**Stored rows**.
## Start
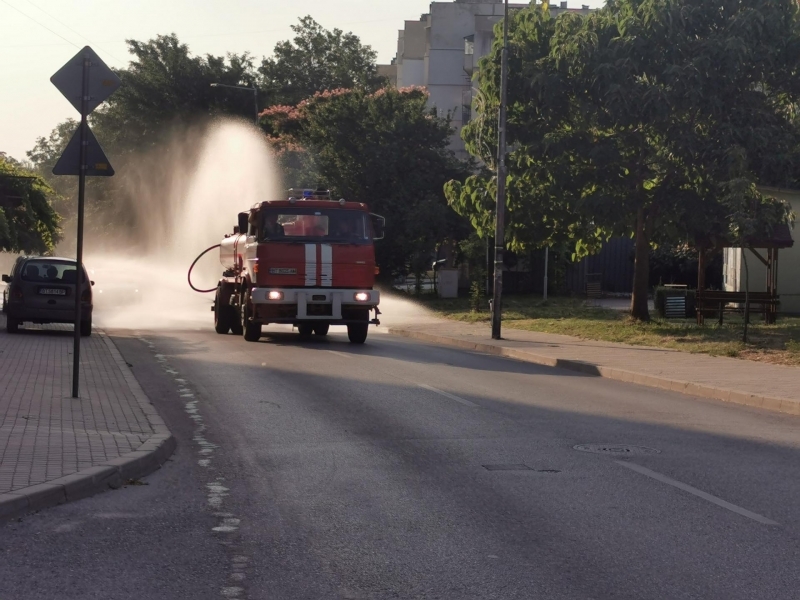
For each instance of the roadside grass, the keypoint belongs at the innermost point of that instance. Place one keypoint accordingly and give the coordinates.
(777, 344)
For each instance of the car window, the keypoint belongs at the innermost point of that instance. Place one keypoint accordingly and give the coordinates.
(40, 271)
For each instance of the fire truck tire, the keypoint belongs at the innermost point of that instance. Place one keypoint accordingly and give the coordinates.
(357, 332)
(251, 331)
(236, 323)
(222, 316)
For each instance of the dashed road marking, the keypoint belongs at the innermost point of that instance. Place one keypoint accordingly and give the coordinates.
(447, 395)
(695, 492)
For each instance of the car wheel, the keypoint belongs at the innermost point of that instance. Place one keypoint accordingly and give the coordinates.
(86, 327)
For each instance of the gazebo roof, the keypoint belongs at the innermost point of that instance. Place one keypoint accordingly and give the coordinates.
(781, 238)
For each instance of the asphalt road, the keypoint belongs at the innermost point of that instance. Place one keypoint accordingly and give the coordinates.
(311, 469)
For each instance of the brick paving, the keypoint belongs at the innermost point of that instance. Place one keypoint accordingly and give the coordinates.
(46, 434)
(746, 382)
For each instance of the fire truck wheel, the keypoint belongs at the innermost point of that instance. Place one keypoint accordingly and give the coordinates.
(236, 323)
(222, 316)
(357, 332)
(252, 331)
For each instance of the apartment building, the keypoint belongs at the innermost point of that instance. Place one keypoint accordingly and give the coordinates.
(441, 50)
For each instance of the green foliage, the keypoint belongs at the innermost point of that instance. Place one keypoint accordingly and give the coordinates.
(649, 118)
(165, 85)
(28, 222)
(317, 60)
(385, 149)
(476, 297)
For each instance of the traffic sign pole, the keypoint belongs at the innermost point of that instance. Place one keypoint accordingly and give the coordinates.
(86, 81)
(76, 345)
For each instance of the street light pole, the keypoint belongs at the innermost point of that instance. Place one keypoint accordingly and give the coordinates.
(499, 230)
(241, 87)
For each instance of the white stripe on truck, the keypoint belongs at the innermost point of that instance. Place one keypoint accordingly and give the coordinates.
(326, 267)
(311, 265)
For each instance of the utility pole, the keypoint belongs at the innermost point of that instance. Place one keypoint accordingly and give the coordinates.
(499, 227)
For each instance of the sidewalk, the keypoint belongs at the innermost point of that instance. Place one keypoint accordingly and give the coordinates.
(54, 448)
(772, 387)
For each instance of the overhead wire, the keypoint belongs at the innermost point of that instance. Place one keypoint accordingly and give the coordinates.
(72, 30)
(39, 23)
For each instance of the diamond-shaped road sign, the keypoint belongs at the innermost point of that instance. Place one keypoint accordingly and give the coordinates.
(97, 164)
(102, 80)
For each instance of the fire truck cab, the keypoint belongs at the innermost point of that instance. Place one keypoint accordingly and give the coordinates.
(308, 261)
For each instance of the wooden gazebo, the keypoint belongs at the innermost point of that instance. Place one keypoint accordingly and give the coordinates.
(714, 301)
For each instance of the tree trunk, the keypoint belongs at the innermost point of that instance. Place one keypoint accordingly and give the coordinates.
(641, 269)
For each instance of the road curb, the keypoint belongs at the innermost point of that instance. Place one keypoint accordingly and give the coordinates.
(781, 405)
(112, 474)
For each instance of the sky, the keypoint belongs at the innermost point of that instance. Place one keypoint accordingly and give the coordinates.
(38, 36)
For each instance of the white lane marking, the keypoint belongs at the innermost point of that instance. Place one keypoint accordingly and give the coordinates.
(694, 491)
(446, 395)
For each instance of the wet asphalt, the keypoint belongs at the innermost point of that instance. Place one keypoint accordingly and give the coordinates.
(313, 468)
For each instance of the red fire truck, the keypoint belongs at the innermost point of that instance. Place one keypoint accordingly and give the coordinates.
(308, 261)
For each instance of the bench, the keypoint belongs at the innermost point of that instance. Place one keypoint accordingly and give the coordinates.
(709, 300)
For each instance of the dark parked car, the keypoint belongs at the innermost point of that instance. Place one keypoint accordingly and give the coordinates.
(42, 290)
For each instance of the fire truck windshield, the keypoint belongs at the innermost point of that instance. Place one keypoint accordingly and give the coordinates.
(315, 224)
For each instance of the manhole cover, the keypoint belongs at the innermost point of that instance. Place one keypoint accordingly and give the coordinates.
(516, 467)
(619, 449)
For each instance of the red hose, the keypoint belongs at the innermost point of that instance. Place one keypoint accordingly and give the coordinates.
(189, 276)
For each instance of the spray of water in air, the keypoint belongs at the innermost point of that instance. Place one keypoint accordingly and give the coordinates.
(185, 197)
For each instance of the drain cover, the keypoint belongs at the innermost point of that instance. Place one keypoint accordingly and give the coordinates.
(623, 449)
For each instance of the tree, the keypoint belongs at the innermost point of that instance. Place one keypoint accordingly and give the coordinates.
(385, 149)
(317, 60)
(164, 86)
(28, 222)
(636, 120)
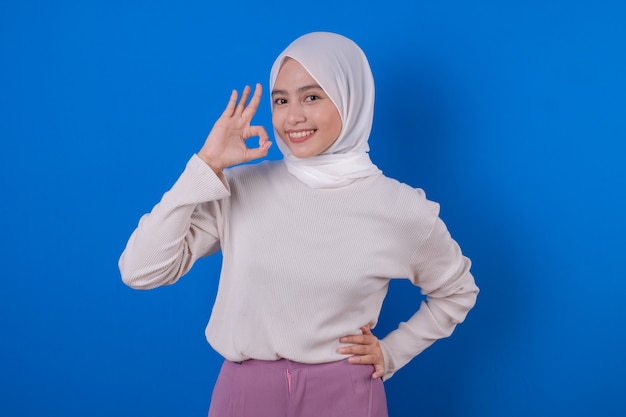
## End
**What is being asked**.
Report every line of the data above that includes the string "wheel", copying each one in full.

**Answer in full**.
For each instance of the car wheel, the keypoint belongs at the innermost point of that instance. Place one keypoint accordingly and give the coordinates.
For each instance of the fire truck wheel, the keypoint belongs at the innermost point of that instance. Place one keypoint accordingly and give the coordinates.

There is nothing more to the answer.